## Requirements
Filter the data below and keep every line that contains the string "golden".

---------- Data lines ----------

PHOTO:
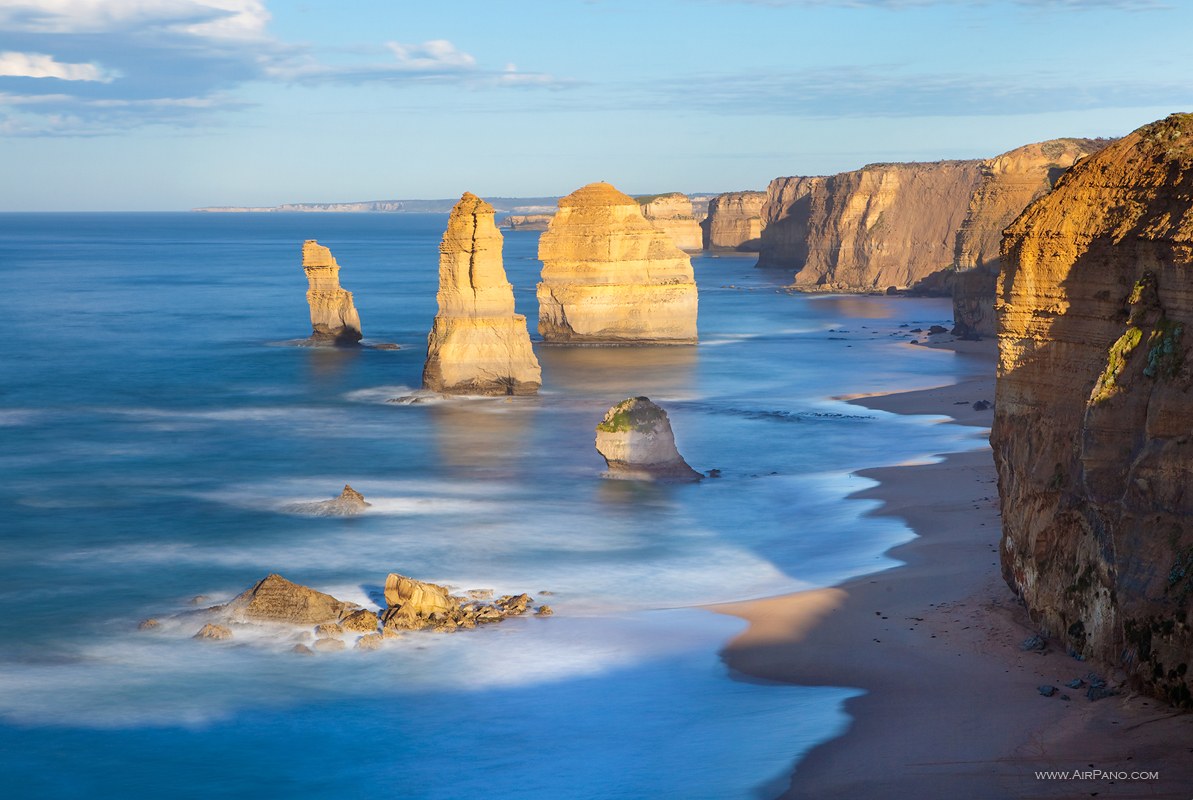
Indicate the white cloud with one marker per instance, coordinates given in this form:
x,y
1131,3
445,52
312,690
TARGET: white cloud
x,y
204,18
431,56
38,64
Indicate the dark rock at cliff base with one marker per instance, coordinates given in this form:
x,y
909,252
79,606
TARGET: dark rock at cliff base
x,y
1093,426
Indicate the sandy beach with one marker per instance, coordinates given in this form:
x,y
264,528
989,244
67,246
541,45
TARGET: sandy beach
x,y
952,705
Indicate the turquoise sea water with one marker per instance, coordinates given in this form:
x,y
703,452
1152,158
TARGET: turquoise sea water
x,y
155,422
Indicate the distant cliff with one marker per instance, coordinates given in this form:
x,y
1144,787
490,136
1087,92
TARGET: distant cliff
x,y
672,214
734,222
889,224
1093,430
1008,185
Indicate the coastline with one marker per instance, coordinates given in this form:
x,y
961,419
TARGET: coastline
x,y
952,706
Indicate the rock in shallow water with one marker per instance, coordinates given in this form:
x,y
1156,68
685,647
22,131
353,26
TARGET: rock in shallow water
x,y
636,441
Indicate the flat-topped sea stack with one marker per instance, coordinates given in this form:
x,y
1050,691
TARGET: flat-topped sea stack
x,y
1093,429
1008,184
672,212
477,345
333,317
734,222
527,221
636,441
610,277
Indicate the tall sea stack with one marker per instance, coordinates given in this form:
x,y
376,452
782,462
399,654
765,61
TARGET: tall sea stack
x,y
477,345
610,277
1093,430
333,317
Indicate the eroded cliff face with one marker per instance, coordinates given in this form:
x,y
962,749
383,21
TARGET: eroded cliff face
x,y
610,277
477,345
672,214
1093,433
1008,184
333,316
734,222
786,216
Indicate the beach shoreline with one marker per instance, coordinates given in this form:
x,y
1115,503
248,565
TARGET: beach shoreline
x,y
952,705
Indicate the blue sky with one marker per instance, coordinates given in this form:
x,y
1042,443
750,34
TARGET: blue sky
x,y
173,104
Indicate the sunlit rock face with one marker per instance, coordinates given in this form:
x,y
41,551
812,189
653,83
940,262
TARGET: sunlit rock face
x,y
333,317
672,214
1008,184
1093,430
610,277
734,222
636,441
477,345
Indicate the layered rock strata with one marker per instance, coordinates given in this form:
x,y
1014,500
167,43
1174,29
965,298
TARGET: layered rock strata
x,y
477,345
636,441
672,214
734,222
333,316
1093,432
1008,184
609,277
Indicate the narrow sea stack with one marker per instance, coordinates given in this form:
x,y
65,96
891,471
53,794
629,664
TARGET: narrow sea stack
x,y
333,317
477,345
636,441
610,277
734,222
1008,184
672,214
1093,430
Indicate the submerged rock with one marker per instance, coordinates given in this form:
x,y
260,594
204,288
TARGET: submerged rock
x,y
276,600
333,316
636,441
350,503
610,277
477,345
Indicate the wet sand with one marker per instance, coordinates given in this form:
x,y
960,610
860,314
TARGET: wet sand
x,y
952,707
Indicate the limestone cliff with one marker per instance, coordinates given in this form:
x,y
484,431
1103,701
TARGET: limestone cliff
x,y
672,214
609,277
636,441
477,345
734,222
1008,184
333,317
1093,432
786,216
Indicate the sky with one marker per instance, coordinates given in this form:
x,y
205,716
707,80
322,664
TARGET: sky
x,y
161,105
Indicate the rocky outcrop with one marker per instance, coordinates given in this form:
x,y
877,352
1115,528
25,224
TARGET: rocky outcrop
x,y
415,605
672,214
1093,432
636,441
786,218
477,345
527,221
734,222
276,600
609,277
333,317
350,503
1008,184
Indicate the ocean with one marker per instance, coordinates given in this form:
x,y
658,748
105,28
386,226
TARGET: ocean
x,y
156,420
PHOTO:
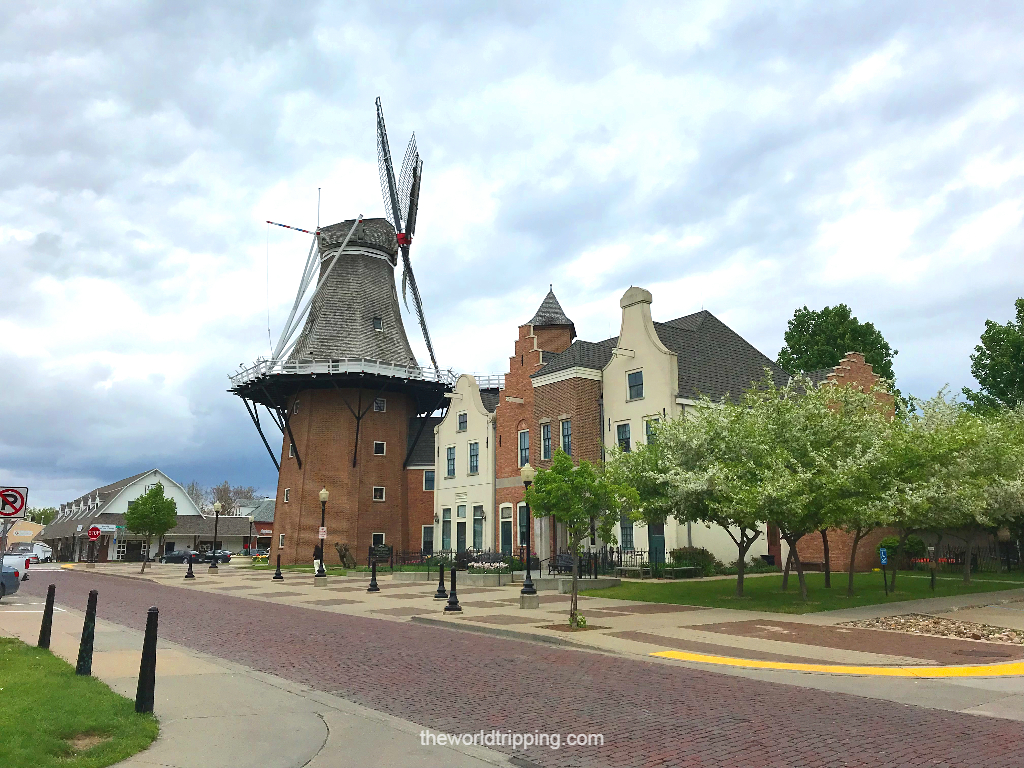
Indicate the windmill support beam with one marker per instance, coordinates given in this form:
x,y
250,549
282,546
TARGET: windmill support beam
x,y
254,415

----------
---------- Data lines ----------

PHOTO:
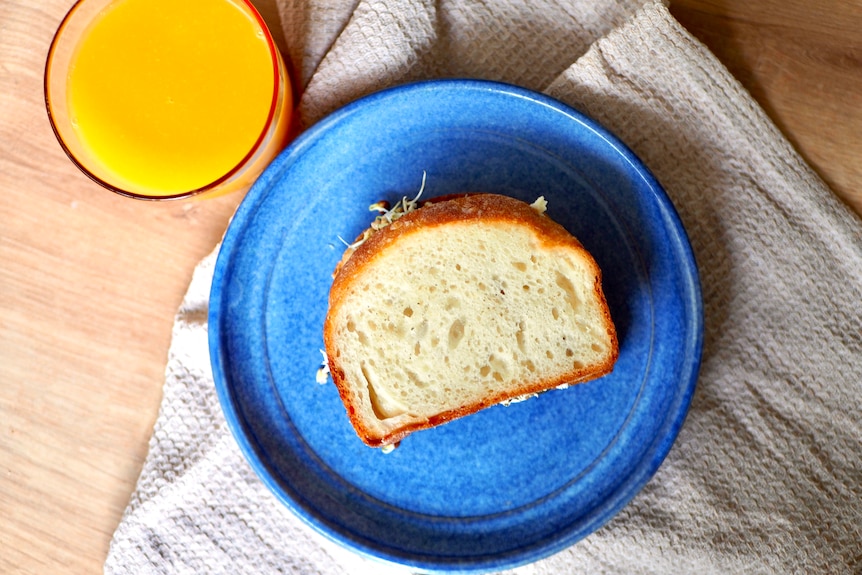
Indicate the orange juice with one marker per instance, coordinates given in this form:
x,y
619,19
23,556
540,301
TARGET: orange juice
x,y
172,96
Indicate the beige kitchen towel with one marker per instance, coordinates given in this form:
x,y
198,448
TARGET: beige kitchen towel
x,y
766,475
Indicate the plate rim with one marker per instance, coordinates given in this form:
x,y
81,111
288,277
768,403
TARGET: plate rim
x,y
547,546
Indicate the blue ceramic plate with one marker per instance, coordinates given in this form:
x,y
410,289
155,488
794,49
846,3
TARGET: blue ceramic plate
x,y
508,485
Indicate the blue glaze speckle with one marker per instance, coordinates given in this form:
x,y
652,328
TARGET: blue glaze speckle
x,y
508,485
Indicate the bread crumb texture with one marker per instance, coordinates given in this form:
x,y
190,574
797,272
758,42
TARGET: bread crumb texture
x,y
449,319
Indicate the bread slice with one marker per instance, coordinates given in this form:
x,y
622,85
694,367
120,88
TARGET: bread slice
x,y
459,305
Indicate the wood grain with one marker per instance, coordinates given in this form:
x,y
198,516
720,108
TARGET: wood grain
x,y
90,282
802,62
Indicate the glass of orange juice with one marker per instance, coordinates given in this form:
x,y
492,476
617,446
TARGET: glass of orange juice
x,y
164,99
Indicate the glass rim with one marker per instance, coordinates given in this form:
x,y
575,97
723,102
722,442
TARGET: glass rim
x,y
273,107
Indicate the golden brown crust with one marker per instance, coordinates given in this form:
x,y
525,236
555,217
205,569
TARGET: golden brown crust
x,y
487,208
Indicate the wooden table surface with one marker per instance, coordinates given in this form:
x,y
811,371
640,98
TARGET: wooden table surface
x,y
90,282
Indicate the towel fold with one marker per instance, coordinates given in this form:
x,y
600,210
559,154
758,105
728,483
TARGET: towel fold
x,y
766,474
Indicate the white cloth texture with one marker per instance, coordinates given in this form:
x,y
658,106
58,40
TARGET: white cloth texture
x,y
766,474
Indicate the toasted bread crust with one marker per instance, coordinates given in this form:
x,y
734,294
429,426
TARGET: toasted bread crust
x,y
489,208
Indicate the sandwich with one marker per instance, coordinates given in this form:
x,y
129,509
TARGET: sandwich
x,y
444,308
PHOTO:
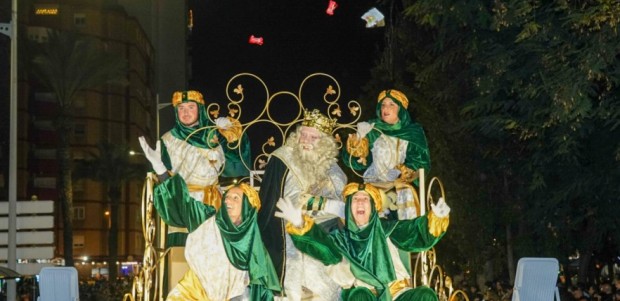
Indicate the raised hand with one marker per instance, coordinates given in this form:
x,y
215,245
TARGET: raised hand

----------

## Output of the exercise
Indicate the golden brown crust with one marker per instance, coordinates given in this form:
TARGET: golden brown crust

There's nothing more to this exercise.